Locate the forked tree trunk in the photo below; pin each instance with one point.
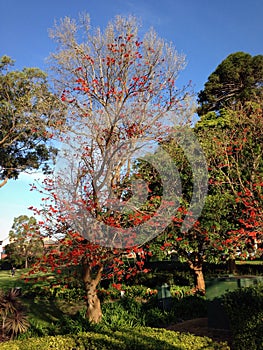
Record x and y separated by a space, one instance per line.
93 313
197 268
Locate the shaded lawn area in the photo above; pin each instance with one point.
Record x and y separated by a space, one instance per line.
42 311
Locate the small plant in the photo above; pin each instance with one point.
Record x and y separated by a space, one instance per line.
13 318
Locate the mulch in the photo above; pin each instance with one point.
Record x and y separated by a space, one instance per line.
199 326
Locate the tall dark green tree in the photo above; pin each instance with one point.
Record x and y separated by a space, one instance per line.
25 243
239 78
28 110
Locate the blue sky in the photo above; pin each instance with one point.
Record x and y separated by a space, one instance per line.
206 31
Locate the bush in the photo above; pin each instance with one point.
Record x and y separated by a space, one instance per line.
143 338
244 308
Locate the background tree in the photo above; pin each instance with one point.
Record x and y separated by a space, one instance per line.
239 78
233 148
25 244
27 111
118 89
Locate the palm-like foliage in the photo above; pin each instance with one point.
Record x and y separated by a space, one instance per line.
14 320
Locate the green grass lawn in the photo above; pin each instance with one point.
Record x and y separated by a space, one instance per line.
42 311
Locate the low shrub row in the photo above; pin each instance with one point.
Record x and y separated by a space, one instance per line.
142 338
244 309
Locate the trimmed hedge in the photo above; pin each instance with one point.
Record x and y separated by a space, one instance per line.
244 309
141 338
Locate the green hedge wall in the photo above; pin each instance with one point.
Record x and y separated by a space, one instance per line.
142 338
244 309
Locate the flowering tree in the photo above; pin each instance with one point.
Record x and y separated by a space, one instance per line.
122 99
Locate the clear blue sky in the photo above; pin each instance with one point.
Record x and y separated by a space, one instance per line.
206 31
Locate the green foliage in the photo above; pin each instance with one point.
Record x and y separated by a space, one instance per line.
13 318
26 244
26 106
244 308
142 338
238 78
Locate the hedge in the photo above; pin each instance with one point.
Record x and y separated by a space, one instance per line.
244 309
141 338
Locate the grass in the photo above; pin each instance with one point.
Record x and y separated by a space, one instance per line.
42 311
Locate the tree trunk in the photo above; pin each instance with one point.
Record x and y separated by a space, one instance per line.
199 280
232 268
3 182
93 313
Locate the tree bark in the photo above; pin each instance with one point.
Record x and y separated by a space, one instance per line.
3 182
197 268
232 268
93 313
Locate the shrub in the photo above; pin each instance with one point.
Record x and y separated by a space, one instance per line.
244 308
143 338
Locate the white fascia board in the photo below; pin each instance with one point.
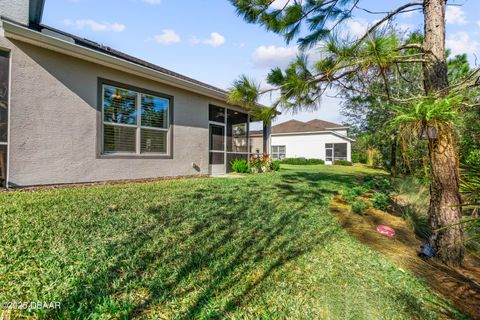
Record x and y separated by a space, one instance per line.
312 133
14 31
338 128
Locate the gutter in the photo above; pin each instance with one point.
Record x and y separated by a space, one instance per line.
23 34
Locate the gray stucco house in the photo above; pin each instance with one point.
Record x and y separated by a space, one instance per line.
73 111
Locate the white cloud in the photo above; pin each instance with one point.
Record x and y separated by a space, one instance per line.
168 36
215 40
455 15
272 56
357 27
279 4
460 43
94 25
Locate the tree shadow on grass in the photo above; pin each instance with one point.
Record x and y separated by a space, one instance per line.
210 255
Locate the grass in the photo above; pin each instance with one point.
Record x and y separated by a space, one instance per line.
261 246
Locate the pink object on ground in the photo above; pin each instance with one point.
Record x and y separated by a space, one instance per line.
389 232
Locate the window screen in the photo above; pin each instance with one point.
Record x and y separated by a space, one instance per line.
128 115
279 152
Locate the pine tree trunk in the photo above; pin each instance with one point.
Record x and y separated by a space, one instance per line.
444 208
393 156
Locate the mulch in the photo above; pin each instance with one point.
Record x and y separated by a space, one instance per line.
460 285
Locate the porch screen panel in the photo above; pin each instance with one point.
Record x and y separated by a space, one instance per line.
217 139
216 114
237 132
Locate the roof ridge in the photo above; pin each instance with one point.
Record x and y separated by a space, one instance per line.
125 56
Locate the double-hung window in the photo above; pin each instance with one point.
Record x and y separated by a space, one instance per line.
279 152
135 122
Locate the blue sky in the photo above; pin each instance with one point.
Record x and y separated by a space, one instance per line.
204 39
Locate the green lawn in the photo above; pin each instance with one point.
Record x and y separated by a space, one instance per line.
262 246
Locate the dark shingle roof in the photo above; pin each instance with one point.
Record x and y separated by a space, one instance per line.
293 126
118 54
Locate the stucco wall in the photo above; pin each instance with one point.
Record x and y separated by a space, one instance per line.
53 123
308 145
15 9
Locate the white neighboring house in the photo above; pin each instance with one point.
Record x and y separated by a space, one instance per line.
315 139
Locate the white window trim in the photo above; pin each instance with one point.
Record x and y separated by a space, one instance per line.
276 155
333 152
138 126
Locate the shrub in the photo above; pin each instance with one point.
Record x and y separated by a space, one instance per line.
302 161
359 207
275 165
342 163
384 185
381 201
240 166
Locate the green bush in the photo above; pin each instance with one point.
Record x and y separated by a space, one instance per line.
384 185
381 201
359 207
302 161
342 163
240 166
275 165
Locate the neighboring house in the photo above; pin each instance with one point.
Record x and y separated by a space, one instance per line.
315 139
73 111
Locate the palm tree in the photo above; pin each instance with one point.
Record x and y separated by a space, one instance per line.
372 55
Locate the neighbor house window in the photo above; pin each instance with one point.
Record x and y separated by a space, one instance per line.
335 151
279 152
134 122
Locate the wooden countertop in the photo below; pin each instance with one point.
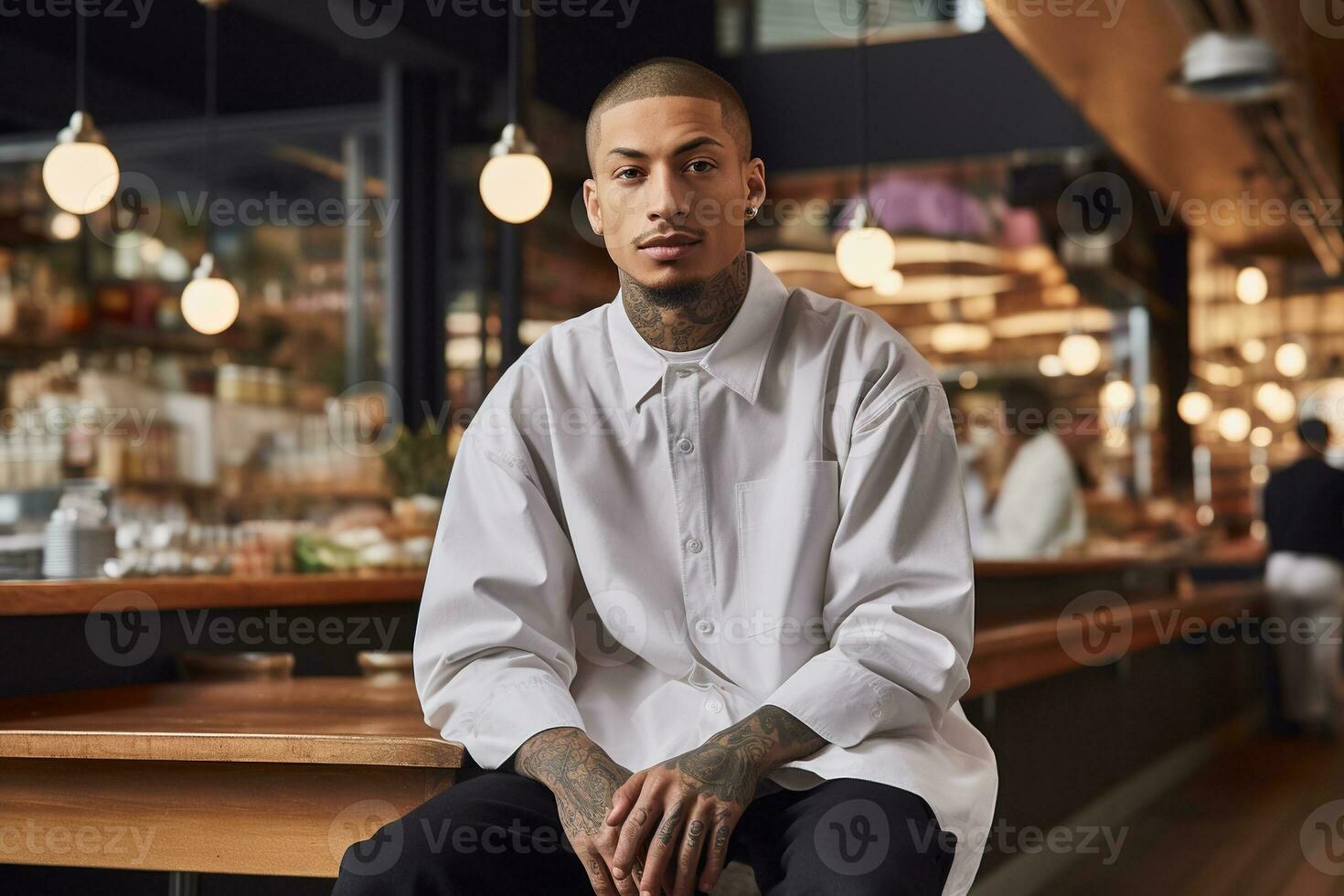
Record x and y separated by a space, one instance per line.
1014 655
200 592
315 720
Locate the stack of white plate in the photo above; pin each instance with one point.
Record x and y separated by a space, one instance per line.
76 551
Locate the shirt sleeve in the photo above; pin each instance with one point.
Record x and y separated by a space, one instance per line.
898 603
495 650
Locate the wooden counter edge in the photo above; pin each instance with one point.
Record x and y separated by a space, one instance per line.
1017 655
39 598
314 750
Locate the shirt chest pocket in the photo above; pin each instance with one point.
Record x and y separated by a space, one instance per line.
785 527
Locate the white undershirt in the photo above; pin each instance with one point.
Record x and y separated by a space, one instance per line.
684 357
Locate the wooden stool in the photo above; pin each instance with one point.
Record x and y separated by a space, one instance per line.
386 666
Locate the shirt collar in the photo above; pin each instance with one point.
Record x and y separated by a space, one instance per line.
737 359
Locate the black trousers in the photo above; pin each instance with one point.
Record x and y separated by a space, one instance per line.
500 833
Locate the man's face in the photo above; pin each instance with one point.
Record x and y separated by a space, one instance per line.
667 166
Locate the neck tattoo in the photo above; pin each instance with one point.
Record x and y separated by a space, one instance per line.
687 317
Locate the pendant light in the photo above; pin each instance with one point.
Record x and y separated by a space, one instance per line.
80 174
210 303
1194 406
1081 354
1252 285
515 183
866 251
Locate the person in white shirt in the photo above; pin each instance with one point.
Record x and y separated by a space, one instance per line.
702 586
1038 509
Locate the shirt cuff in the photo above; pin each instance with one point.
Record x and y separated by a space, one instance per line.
837 700
509 715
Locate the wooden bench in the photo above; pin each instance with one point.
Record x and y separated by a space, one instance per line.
256 776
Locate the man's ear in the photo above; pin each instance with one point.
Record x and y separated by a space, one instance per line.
591 205
755 183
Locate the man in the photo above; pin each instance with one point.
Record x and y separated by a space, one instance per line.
709 534
1304 513
1038 509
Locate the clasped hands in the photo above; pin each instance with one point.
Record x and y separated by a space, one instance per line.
664 829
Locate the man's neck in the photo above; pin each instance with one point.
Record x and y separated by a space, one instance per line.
686 318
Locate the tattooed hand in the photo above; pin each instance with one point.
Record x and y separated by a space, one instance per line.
683 812
583 779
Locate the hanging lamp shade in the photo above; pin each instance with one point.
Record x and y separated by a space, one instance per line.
515 183
210 303
80 174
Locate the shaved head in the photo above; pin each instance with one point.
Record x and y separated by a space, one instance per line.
671 77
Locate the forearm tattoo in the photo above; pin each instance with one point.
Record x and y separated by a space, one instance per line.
578 772
730 763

_Problem details_: Print exactly the lines from the one with "Locate the man's ear" through the end of the data, inclusive.

_In response_:
Locate the man's ear in the photo above; pin each instance with one point.
Record x and y separated by a space, one instance per line.
591 205
755 183
Locate the man in the photo above; pin each instance with one point.
Record x and y separated by a space, one instance per line.
709 534
1304 513
1038 509
Locate the clasped hands in the photo above; pin each instance with one point.
Record x and y separated by a space, one instance per line.
664 829
Locate the man's neck in the photo above; pin each instance with one point.
Record x and y separated by a space, one instance per line.
686 318
Locate the tattooed hand in the photo above; pin each instance with one point.
Record x and y separated by a space, one instance per line.
683 812
583 779
Locate the hanging lamp shade in the photo above; pin each instance with one point.
Record x and y separated by a space, one instance per line.
515 183
210 303
80 174
Locate the shaved head in the photo above; pin each instance with one point.
Record x and y separated by a space, one instance per line.
671 77
Locate the forearm tattoo in the photo above; pin each instance with one point.
Record x and y separated by a space, one instance per line.
578 772
730 763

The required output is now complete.